Task instructions
In the data below, one line contains "[locate] the crown" and a later one contains "[locate] the gray decorative". Print both, with every line between them, exactly and alone.

Stored data
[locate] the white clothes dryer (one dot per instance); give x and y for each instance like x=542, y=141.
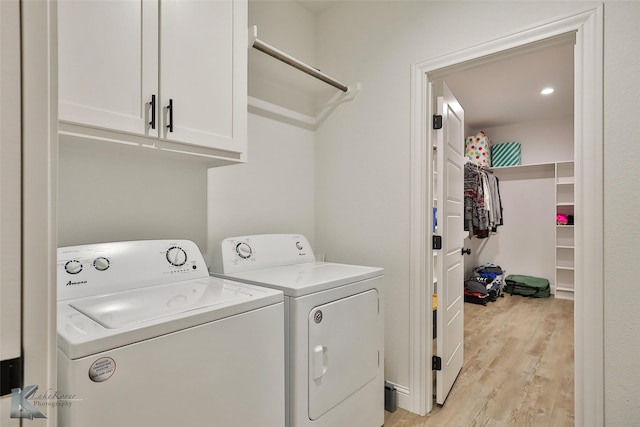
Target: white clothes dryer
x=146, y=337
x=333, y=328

---

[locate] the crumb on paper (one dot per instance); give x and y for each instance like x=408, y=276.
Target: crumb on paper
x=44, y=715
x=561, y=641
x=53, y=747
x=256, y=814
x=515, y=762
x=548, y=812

--

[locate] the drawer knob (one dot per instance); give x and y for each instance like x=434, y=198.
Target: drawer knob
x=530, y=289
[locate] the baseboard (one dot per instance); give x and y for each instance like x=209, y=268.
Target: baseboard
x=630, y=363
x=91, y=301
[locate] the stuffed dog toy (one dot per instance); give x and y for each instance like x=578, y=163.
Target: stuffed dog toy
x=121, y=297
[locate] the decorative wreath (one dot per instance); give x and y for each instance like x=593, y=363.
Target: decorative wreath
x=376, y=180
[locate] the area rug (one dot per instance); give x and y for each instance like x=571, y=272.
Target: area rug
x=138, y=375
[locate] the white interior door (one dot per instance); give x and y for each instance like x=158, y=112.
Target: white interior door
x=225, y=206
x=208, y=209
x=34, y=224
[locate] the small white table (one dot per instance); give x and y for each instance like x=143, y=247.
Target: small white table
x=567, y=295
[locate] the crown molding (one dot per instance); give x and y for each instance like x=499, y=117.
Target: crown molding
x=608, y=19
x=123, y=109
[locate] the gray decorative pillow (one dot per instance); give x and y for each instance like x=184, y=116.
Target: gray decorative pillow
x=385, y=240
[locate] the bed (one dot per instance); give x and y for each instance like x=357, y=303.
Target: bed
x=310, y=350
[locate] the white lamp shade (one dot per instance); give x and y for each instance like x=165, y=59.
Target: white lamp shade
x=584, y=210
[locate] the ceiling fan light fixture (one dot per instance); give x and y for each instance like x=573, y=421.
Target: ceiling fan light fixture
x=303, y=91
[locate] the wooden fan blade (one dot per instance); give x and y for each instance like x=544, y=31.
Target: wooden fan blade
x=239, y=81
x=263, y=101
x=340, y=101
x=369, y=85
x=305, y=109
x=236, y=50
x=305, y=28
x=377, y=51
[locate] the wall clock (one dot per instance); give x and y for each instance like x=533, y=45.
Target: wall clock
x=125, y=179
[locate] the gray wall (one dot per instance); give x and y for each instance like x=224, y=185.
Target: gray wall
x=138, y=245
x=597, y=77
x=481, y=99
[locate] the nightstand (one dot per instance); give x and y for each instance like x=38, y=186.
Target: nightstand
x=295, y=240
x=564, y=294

Result
[locate] the crown molding (one dot per instance); give x and y for each instance like x=499, y=117.
Target: crown molding
x=608, y=19
x=123, y=109
[locate] the gray decorative pillow (one dot per instance); give x and y for each instance like x=184, y=116.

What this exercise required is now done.